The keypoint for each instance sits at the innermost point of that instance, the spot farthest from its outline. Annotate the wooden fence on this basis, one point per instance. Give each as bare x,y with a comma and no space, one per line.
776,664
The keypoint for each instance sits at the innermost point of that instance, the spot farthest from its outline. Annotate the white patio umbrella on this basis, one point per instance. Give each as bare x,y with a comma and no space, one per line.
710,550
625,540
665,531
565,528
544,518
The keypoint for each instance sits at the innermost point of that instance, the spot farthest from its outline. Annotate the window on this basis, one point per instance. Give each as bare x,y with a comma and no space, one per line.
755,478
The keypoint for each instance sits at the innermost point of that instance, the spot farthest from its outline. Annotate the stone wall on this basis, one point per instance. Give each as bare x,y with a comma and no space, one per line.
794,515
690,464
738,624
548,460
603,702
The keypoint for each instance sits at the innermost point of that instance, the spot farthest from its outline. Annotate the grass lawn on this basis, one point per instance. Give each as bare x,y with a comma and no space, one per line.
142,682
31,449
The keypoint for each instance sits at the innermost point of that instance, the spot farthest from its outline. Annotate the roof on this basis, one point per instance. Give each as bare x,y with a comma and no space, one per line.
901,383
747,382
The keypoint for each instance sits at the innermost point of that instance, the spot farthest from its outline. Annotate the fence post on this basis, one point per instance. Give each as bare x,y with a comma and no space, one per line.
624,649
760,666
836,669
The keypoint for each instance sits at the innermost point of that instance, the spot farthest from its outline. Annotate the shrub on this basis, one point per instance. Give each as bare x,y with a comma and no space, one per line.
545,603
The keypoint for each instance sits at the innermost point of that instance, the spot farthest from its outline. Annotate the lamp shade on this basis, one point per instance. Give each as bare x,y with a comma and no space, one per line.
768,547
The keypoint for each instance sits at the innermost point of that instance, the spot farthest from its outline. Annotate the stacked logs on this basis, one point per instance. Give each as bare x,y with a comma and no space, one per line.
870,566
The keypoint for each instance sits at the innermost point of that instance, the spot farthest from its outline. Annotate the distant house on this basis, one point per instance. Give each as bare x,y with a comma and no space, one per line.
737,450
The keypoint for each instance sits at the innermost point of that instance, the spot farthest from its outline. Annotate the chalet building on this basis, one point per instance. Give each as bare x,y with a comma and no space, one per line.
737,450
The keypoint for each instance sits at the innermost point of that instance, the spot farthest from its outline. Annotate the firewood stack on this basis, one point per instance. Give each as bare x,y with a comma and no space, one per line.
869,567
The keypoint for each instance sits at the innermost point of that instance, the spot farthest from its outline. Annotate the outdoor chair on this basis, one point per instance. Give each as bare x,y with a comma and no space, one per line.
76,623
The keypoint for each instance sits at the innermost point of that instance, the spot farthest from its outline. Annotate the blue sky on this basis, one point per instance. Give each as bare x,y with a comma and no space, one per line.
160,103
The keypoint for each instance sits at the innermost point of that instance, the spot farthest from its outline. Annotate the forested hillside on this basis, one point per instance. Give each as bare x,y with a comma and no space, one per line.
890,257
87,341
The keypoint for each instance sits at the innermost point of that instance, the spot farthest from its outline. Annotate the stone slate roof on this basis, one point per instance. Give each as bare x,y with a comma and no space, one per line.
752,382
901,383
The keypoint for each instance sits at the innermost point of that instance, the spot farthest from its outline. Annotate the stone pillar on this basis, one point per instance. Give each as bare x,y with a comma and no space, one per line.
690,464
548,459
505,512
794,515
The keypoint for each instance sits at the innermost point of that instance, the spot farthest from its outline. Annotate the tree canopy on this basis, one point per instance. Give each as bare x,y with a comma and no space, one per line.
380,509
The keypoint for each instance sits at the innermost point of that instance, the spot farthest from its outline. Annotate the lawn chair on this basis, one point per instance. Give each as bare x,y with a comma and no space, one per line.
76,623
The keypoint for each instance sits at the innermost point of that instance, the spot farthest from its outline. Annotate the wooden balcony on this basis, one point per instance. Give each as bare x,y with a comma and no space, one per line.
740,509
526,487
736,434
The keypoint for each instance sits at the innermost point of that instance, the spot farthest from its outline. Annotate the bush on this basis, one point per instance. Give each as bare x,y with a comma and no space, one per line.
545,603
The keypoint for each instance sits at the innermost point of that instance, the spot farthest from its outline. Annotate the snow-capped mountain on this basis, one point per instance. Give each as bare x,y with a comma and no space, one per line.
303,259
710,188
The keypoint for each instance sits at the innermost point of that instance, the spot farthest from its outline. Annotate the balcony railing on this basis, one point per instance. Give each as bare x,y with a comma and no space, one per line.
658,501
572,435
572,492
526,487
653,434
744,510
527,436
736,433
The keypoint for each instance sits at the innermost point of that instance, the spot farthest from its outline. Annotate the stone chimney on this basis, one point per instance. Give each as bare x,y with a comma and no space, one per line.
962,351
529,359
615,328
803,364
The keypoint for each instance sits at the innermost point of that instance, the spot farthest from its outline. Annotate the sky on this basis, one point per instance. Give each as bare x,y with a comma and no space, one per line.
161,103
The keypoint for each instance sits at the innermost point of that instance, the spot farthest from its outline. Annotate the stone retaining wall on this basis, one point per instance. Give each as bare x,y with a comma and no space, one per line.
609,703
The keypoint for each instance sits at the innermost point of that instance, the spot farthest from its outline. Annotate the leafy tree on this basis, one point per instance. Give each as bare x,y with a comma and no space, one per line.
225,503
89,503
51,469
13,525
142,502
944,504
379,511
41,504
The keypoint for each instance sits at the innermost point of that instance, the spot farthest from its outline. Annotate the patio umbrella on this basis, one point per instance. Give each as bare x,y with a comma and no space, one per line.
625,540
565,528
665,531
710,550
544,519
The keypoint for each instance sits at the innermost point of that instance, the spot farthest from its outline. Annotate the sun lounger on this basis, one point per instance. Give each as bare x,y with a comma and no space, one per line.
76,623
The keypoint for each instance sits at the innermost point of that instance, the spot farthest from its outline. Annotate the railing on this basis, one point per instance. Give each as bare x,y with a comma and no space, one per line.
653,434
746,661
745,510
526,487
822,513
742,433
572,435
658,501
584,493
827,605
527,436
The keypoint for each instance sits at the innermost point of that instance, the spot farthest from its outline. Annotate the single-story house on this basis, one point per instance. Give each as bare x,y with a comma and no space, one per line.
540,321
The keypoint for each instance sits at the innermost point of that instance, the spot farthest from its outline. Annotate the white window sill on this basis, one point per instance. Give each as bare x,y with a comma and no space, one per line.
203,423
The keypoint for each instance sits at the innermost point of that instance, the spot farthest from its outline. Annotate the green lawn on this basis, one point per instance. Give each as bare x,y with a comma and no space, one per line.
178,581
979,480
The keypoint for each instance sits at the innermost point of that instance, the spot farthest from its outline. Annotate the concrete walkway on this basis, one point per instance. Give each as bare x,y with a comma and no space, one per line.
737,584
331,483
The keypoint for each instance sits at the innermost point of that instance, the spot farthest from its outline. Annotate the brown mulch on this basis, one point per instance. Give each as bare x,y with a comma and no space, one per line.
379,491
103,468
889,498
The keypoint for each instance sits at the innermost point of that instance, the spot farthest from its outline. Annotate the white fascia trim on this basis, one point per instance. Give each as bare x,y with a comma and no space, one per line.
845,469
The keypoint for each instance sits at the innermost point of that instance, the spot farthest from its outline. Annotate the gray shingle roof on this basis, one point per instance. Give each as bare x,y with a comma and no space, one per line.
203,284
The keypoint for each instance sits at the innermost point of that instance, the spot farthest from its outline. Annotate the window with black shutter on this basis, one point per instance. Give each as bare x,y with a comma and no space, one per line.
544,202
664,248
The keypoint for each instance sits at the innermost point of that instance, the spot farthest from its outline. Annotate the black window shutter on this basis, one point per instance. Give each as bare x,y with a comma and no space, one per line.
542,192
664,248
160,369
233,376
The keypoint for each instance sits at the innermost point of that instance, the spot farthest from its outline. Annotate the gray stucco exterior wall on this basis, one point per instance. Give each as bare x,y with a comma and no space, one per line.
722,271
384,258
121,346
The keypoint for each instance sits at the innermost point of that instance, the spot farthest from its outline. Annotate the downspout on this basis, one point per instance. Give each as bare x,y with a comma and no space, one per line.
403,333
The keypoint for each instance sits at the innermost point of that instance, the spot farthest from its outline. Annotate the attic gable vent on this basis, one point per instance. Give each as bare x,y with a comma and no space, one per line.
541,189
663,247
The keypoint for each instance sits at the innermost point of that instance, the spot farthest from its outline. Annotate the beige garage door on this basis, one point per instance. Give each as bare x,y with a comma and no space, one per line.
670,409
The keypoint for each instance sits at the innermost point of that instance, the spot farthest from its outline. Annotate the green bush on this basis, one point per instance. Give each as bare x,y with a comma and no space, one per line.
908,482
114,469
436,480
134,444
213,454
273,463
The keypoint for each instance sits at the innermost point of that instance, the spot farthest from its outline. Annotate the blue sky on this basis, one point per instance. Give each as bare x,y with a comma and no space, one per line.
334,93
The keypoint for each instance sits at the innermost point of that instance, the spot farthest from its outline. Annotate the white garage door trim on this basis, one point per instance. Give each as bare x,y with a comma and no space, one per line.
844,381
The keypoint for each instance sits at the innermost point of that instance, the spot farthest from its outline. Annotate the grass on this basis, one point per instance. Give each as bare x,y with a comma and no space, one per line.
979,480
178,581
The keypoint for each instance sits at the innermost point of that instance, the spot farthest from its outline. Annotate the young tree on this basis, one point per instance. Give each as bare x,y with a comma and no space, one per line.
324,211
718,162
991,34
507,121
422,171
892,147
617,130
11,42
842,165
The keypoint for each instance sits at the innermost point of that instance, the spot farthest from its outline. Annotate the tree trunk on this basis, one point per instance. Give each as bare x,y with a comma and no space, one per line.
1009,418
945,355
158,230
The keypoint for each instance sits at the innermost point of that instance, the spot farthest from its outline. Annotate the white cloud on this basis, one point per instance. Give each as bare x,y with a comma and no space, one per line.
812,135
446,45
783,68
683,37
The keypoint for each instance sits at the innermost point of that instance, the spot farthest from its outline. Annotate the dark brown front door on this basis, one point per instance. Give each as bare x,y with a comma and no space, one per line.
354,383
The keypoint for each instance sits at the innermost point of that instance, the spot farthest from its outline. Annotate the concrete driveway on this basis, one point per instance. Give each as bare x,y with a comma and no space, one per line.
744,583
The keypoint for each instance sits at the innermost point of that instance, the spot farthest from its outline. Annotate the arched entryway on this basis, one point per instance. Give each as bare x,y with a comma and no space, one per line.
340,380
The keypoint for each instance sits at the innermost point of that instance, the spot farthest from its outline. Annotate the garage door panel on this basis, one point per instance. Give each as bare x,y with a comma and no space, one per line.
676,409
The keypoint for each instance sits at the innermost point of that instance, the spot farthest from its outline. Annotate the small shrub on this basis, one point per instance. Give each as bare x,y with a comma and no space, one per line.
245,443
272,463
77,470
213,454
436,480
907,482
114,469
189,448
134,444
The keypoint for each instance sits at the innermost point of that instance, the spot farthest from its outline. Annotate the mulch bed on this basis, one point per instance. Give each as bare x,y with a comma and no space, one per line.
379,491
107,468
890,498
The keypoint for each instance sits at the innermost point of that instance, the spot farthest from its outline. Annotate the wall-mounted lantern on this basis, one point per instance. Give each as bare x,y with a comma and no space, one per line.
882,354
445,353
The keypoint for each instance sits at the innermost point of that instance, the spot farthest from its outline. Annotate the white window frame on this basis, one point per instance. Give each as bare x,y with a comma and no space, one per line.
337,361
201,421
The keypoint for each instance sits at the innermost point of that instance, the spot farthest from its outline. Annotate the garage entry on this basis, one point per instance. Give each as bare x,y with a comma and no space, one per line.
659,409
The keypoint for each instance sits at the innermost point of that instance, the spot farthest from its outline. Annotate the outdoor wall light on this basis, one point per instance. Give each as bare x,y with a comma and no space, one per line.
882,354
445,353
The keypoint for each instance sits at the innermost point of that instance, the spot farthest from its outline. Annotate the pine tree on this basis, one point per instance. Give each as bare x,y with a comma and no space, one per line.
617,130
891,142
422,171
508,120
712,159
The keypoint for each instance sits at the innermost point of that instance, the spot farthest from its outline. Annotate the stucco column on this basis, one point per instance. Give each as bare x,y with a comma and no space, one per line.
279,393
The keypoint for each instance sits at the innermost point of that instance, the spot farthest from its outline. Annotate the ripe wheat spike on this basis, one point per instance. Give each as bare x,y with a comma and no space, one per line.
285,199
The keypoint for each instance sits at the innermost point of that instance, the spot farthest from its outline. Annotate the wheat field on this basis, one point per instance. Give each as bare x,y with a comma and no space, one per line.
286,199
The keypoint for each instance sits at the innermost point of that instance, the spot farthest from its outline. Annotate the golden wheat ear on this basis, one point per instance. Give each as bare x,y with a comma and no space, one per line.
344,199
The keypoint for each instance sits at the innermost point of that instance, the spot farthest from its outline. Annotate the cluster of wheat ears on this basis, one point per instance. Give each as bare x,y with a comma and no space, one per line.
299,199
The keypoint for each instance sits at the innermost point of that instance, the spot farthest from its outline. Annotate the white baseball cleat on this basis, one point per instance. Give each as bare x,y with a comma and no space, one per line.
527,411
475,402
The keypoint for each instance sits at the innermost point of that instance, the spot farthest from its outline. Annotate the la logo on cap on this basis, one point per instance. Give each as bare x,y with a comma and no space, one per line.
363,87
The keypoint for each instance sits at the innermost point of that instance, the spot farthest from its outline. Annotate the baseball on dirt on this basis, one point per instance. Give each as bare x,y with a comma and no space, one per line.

******

▶ **WRITTEN EXERCISE**
Starting with the line that contains "Annotate the wheat" and running through the final line of the material, write out each line as an entry in a numbered list, leaving out any blank lines.

▶ **RESPONSE**
1. The keypoint for each instance sits at the innermost point of that instance, the spot farthest from its outline. Annotate the wheat field on this basis, one point per instance. Give each as bare x,y with a comma and no space, one per line.
2. 286,199
3. The keypoint for each instance sits at the innermost point of that instance, the spot farthest from its outline. Annotate the golden wheat ear on this basis, one point per instance. Give each as bare x,y with a comma and no space, one per line.
4. 344,199
5. The keypoint for each instance sits at the innermost point of that instance, the spot farthest from its outline. Annotate the cluster of wheat ears on this basis, one point per instance. Give each as bare x,y with a comma and no space, one per line.
6. 299,199
7. The keypoint for each instance sits at the innermost point of that instance, the spot farthest from its outline. Annotate the white baseball cleat on this basis, one point per instance. Give each as bare x,y with a comma and no space, one per line.
8. 527,411
9. 475,402
10. The keypoint for each instance sits at the innermost point of that instance, the spot farthest from its outline. Annotate the la logo on cap on this basis, one point per instance. Give each as bare x,y with a comma and no space, one per line.
11. 363,87
12. The keypoint for each instance sits at the innermost point of that instance, the spot farthest from its outline. Annotate the baseball on dirt on this basis, one point per instance. Give each as bare x,y with a comma and no space, one per line.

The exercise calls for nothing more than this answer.